## Instructions to follow
Return every line of the listing below that contains the word "porch".

(Photo object pointing listing)
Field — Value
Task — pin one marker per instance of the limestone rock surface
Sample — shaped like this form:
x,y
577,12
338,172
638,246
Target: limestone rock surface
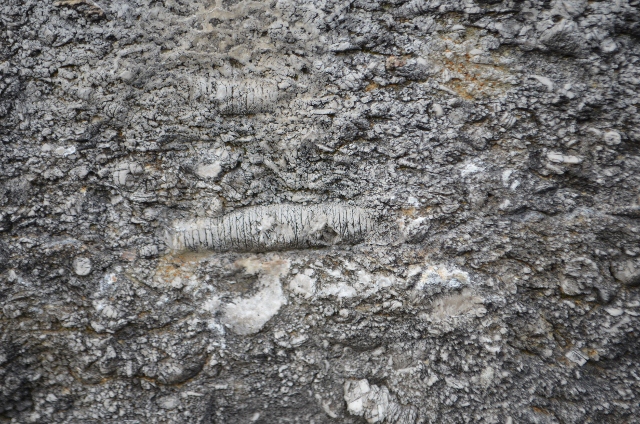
x,y
319,211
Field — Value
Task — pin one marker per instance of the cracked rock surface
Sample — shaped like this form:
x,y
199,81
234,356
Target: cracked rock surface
x,y
319,211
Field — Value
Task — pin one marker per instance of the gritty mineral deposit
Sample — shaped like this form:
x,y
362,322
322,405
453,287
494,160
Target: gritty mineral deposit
x,y
320,211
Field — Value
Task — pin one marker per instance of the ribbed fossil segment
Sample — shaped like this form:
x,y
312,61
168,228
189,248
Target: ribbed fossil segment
x,y
275,227
246,96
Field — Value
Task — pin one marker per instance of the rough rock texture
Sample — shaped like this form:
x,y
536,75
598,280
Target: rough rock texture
x,y
425,211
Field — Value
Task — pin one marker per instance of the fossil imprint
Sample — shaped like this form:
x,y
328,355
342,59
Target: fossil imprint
x,y
274,227
246,96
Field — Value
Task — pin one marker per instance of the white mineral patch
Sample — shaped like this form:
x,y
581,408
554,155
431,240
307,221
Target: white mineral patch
x,y
247,315
303,284
209,170
82,266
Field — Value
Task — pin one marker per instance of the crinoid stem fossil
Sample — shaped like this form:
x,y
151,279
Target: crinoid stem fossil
x,y
274,227
246,96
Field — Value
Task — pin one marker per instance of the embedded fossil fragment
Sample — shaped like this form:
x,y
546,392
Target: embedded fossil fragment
x,y
275,227
248,96
376,404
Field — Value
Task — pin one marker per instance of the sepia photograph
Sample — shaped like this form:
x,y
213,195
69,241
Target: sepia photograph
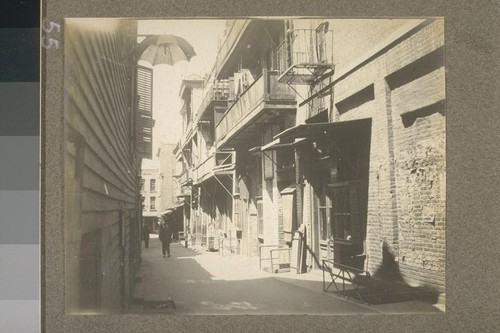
x,y
254,166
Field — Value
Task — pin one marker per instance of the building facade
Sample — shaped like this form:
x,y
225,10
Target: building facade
x,y
151,191
107,133
336,129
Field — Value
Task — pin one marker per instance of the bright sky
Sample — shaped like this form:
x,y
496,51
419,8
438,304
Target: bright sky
x,y
203,36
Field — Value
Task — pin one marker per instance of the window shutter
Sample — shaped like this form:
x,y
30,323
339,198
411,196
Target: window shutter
x,y
144,115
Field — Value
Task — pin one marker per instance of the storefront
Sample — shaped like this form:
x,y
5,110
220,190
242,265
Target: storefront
x,y
333,161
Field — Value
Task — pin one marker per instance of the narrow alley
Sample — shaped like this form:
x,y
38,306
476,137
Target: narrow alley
x,y
206,283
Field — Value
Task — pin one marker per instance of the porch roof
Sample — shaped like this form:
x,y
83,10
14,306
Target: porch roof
x,y
318,130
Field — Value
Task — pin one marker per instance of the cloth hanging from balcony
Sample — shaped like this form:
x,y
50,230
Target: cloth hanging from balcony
x,y
288,202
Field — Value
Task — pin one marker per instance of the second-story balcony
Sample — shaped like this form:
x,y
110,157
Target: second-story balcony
x,y
306,56
217,163
262,101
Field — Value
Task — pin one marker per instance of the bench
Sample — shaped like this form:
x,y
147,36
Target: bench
x,y
229,245
356,276
277,256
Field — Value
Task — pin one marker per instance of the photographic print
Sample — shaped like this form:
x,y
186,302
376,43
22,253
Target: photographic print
x,y
254,166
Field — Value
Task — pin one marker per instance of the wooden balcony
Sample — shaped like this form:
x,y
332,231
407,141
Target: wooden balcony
x,y
217,163
263,100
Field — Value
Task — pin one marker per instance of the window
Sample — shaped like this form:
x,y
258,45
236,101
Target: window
x,y
260,218
152,203
324,211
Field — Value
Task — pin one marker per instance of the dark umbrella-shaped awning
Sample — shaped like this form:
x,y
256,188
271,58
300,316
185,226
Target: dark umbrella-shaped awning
x,y
164,49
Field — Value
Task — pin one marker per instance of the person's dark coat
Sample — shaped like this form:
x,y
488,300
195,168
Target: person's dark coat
x,y
165,232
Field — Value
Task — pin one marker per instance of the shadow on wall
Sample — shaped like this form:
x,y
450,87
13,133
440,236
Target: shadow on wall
x,y
410,118
389,272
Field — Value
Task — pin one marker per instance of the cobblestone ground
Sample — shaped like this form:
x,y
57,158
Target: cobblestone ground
x,y
195,282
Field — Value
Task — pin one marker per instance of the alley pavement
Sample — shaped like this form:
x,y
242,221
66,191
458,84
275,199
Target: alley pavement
x,y
200,282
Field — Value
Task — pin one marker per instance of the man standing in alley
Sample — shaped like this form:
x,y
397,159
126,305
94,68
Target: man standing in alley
x,y
166,234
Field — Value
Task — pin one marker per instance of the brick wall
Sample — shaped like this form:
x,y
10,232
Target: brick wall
x,y
406,205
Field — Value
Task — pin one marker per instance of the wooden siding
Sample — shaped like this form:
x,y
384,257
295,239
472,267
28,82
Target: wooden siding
x,y
101,167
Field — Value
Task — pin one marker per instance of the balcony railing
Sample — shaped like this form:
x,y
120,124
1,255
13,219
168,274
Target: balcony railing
x,y
216,162
233,32
219,91
265,88
306,55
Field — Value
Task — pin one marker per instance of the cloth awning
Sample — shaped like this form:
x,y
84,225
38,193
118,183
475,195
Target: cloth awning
x,y
317,130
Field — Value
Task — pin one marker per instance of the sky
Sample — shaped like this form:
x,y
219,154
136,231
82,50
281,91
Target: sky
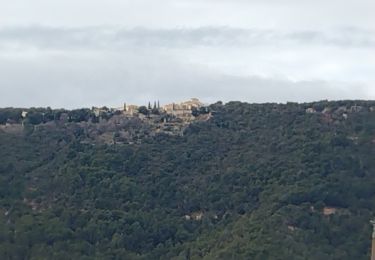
x,y
83,53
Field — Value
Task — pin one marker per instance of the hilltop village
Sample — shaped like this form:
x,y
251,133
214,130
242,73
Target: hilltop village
x,y
131,123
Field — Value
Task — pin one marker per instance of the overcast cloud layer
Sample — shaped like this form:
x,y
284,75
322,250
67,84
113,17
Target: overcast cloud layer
x,y
83,53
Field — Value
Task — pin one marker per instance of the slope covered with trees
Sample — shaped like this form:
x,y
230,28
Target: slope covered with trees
x,y
256,181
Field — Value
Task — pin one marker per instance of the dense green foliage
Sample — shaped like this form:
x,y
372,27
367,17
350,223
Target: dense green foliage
x,y
252,182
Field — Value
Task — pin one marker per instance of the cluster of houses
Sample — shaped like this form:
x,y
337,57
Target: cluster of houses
x,y
183,110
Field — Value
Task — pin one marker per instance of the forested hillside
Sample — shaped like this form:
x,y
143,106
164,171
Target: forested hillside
x,y
255,181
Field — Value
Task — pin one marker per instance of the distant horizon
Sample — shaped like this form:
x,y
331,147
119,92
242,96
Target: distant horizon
x,y
178,101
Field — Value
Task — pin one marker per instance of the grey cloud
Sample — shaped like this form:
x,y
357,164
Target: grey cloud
x,y
80,82
120,38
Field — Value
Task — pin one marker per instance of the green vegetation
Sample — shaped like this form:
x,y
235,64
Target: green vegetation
x,y
256,181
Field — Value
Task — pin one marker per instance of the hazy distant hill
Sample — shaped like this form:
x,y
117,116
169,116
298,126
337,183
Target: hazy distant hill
x,y
255,181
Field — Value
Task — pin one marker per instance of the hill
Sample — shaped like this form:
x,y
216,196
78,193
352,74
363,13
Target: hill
x,y
254,181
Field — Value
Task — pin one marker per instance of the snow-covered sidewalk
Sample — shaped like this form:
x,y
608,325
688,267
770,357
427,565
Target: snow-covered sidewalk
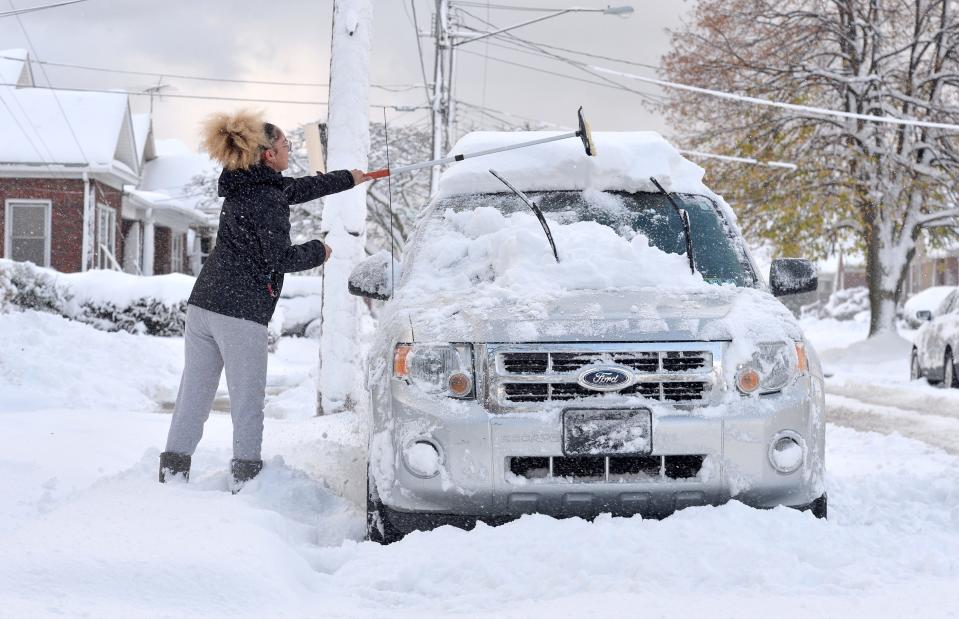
x,y
85,530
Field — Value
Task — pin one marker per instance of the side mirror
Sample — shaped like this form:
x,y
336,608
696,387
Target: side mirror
x,y
792,276
373,278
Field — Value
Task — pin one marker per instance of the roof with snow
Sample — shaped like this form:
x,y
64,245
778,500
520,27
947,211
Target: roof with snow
x,y
624,161
167,178
14,68
42,126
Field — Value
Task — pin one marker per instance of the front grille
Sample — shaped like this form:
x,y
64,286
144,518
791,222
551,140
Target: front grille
x,y
593,469
523,375
686,391
526,363
641,361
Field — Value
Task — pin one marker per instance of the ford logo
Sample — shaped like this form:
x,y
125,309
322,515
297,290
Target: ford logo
x,y
605,378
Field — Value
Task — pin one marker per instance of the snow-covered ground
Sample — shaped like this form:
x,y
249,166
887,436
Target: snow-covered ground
x,y
85,530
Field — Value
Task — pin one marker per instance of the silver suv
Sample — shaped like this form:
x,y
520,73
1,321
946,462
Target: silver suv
x,y
594,401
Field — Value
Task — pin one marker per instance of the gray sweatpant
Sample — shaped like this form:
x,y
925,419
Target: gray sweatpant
x,y
214,341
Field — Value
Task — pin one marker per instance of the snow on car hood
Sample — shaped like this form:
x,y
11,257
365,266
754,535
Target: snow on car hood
x,y
624,162
650,314
482,276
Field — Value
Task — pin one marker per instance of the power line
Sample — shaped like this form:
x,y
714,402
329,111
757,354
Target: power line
x,y
506,7
66,118
204,78
419,50
38,8
556,73
563,49
820,111
574,63
397,107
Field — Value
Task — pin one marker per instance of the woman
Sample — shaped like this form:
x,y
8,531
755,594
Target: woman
x,y
236,292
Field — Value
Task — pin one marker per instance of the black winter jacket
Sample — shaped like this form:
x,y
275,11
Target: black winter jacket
x,y
243,275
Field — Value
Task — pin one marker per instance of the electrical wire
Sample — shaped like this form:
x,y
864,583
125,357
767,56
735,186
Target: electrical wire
x,y
39,8
204,78
419,50
569,61
56,98
397,107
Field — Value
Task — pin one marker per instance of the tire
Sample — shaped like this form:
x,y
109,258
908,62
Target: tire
x,y
949,378
819,507
915,370
379,529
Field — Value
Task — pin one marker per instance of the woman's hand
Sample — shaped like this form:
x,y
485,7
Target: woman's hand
x,y
359,176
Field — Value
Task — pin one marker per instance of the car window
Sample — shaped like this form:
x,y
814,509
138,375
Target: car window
x,y
718,254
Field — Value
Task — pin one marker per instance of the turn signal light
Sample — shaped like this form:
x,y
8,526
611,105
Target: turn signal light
x,y
747,380
802,364
460,384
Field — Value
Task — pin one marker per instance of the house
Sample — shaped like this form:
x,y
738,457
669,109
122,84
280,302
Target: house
x,y
933,267
72,172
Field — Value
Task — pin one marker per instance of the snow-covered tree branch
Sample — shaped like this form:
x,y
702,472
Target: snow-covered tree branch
x,y
876,57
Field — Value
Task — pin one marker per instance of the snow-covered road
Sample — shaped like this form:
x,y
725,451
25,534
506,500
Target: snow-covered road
x,y
868,387
85,530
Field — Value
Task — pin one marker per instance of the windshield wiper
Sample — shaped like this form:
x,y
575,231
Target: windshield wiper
x,y
536,210
683,217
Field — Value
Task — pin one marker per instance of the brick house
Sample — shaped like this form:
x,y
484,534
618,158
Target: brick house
x,y
72,167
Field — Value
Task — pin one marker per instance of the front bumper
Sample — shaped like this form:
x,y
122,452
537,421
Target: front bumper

## Exercise answer
Task — pin one marker per instance of the porch roof
Target: porch roof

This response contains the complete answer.